TEXT SECTION:
###

However the tyre ‘issue’ was not done with us yet. When Irene took Rosie the Jack Russell for her morning constitutional she came back and reported that the spare tyre had gone flat! Oh dear here we go again. Ever the optimist after having breakfast I decided I would re-inflate the tyre and it should hold long enough to get to Dingwall Tyres about 6 miles away. The Bannermans driver had informed us yesterday that they would be the most likely place to get a new tyre and would probably have one in stock. I looked them up on t’internet and gave them a call and explained our predicament. The gentleman checked his records and confirmed they had the correct tyre in stock, adding that his record showed they have five. This was to be prophetic as I’ll explain.
We finished breakfast, a nice bowl of warming porridge, packed the dogs in the Granny next to the burst tyre, and got the van ready for the off as soon as the tyre was pumped up, hoping the tyre would stay inflated long enough to get us to Dingwall. I then inflated the tyre fully and off we set. Within about 1/2 a mile I realised the tyre was going down faster than I had hoped just by the feel of the handling, but I plodded on as far as I could but realised we were not going to make it. Within another 1/4 mile I had to give in and so I pulled over. By now we were just over 5.5 miles from Dingwall, so close and yet so far. I toyed with the idea of re-inflating the tyre once more but when I checked the tyre I could see and hear that air was escaping from the valve itself and then noticed that the valve rubber had perished. It was a miracle it had inflated at all, so once again we had to resort to calling on our recovery service. I was concerned that this incident might be linked as part of yesterdays ‘rescue’ but none of us could have known when we put the spare wheel on what the outcome would be. The recovery call handler clearly understood our predicament, which made a change from yesterday, and checked with his supervisor that this could be regarded as a separate ‘rescue’ so to speak. This was confirmed but now we had to wait for a ‘low loader’ to come and get us as we had no more ‘spare wheels’ to use. (Yes, the call handler DID ask that question). By now it was 10.35am and we were given the usual ‘within an hour’ estimate of the recovery’s arrival. Whilst waiting for the rescue I rang Dingwall to inform them of our delay and that we would probably need two new tyres at least. As Irene and I discussed the prospect of continuing on our travels with 3 tyres that were almost certainly the same age as the tyre that ‘blew’, we decided that we couldn’t risk another tyre failure so informed Dingwall we would need 5 new tyres!!! Ouch.

###

CHALLENGE A:
Answer these questions about the tyre account:
(i) Roughly how far away was Dingwall Tyres?
(ii) What had happened to the valve rubber on the spare tyre?
(iii) At what time were they given the estimate of the recovery's arrival?
CHALLENGE B: Rewrite the tyre account from "However the tyre" to "as I’ll explain.", swapping "Jack Russell" for "terrier".
CHALLENGE C: Continue the tyre account from its last sentence.
The stored data that follows is not needed for any of this work.

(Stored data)

###

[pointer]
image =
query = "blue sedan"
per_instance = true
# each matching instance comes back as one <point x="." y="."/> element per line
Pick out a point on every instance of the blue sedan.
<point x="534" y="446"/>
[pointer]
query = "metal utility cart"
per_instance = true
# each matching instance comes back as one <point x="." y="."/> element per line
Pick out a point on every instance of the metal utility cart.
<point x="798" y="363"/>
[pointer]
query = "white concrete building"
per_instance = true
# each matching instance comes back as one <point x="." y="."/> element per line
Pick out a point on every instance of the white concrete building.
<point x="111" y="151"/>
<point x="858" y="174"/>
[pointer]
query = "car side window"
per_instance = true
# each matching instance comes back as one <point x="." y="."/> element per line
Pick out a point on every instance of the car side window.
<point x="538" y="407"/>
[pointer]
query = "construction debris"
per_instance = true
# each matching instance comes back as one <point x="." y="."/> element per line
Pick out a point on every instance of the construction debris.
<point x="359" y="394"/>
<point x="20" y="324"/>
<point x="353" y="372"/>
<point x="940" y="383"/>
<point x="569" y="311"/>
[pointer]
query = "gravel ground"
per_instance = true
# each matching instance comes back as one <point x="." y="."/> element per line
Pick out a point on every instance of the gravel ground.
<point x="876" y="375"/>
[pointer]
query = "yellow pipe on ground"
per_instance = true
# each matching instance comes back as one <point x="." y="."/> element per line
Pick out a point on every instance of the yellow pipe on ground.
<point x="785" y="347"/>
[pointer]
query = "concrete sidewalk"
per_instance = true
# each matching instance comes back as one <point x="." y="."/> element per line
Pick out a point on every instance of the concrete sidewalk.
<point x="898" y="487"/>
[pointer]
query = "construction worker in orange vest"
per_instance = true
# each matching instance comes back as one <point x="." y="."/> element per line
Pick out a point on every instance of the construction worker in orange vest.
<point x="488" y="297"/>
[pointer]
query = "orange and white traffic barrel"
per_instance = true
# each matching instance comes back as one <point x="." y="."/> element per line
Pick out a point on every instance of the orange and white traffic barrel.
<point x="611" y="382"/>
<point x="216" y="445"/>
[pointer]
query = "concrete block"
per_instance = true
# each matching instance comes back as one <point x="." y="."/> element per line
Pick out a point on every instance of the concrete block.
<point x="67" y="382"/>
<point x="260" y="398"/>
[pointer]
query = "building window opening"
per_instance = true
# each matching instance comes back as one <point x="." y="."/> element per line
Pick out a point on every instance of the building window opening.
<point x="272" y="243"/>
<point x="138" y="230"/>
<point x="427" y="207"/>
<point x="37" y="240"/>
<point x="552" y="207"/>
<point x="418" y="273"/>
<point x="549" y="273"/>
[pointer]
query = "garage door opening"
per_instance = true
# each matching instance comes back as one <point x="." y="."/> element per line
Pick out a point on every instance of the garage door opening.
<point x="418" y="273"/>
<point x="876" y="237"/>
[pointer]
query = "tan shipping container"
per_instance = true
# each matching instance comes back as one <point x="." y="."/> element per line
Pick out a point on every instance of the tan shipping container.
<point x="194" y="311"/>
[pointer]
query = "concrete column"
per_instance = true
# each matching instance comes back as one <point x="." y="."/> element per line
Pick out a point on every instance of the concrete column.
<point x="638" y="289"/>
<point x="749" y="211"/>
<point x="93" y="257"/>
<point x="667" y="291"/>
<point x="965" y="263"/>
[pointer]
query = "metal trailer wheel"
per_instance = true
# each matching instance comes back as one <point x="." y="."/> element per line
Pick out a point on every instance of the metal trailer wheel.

###

EXERCISE RESPONSE A:
(i) About 6 miles away.
(ii) It had perished.
(iii) At 10.35am.

EXERCISE RESPONSE B:
However the tyre ‘issue’ was not done with us yet. When Irene took Rosie the terrier for her morning constitutional she came back and reported that the spare tyre had gone flat! Oh dear here we go again. Ever the optimist after having breakfast I decided I would re-inflate the tyre and it should hold long enough to get to Dingwall Tyres about 6 miles away. The Bannermans driver had informed us yesterday that they would be the most likely place to get a new tyre and would probably have one in stock. I looked them up on t’internet and gave them a call and explained our predicament. The gentleman checked his records and confirmed they had the correct tyre in stock, adding that his record showed they have five. This was to be prophetic as I’ll explain.

EXERCISE RESPONSE C:
The rescue vehicle arrived sooner than expected and we commenced loading Bessie onto the back of the low loader. Bessie has a large protruding chassis member at the rear with the tow ball attached and on a few occasions when driving into steep turnings or driveways, this chassis can come into contact with the road surface. With the offside tyre flat there was a very strong possibility that this would happen when driving her up the now sloping bed of the lorry. I offered to drive Bessie up the slope whilst the rescue driver gave directions and had the foresight to put wooden blocks under the rear wheels in an effort to keep the chassis member from making contact with the road. This was largely successful and we managed to get Bessie up onto the bed of the truck with only a few minor scrapes and a bent socket plate. Now firmly strapped to the back of the lorry the driver instructed us to make our way to Dingwall’s and he would meet us there as, now that Bessie was on his lorry, he wouldn’t fit under the bridge a few miles down the road and would have to take a different route! We watched as our Bessie, looking so forlorn on the back of the lorry, disappeared down a side road whilst we set off as directed and soon arrived at Dingwall Tyres which was a hive of activity to say the least. We went into reception where they informed us they were ready for us as soon as Bessie was unloaded from the recovery lorry. The lorry duly arrived about ten minutes later and, after another nerve wracking period of trying not to scrape the chassis too much, Bessie was off and parked in front of the unit.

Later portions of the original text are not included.